## Photo labels with bounding boxes
— Start —

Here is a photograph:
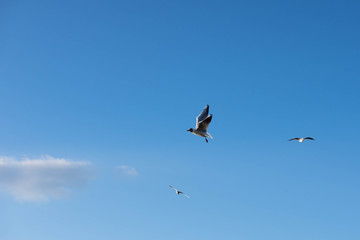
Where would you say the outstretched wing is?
[304,137,315,140]
[197,114,212,131]
[288,138,300,141]
[196,105,209,128]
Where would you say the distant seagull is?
[289,137,315,142]
[187,105,214,142]
[169,185,190,198]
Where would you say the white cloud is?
[0,156,94,202]
[116,165,139,176]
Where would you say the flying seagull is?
[289,137,315,142]
[187,105,213,142]
[169,185,190,198]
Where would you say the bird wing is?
[288,138,300,141]
[304,137,315,140]
[196,105,209,128]
[196,114,212,131]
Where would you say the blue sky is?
[0,0,360,240]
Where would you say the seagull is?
[289,137,315,142]
[169,185,190,198]
[187,105,214,142]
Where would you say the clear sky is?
[0,0,360,240]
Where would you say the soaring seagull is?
[169,185,190,198]
[187,105,213,142]
[289,137,315,142]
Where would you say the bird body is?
[289,137,315,142]
[187,105,214,142]
[169,185,190,198]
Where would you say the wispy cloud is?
[0,156,94,202]
[116,165,139,176]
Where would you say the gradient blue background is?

— End —

## Stated goal
Return all of the items above word for word, leaving out the pictures.

## Exercise answer
Here is a photograph:
Where would you say the outstretched wing is?
[304,137,315,140]
[197,114,212,131]
[288,138,300,141]
[196,105,209,128]
Where would you say the distant seagull is?
[289,137,315,142]
[187,105,214,142]
[169,185,190,198]
Where would you say the white cloud is?
[0,156,94,202]
[116,165,139,176]
Where would you say the flying seagull is?
[289,137,315,142]
[187,105,213,142]
[169,185,190,198]
Where would you say the bird wing is?
[288,138,300,141]
[304,137,315,140]
[196,105,209,128]
[196,114,212,131]
Where would you say the blue sky is?
[0,0,360,240]
Where would you say the seagull is?
[289,137,315,142]
[169,185,190,198]
[187,105,214,142]
Where would you say the clear sky is?
[0,0,360,240]
Where would you say the soaring seagull is?
[169,185,190,198]
[187,105,213,142]
[289,137,315,142]
Where would you say the bird body is?
[289,137,315,142]
[187,105,214,142]
[169,185,190,198]
Where would you say the wispy cloud is?
[0,156,94,202]
[116,165,139,176]
Where would you say the gradient blue background is?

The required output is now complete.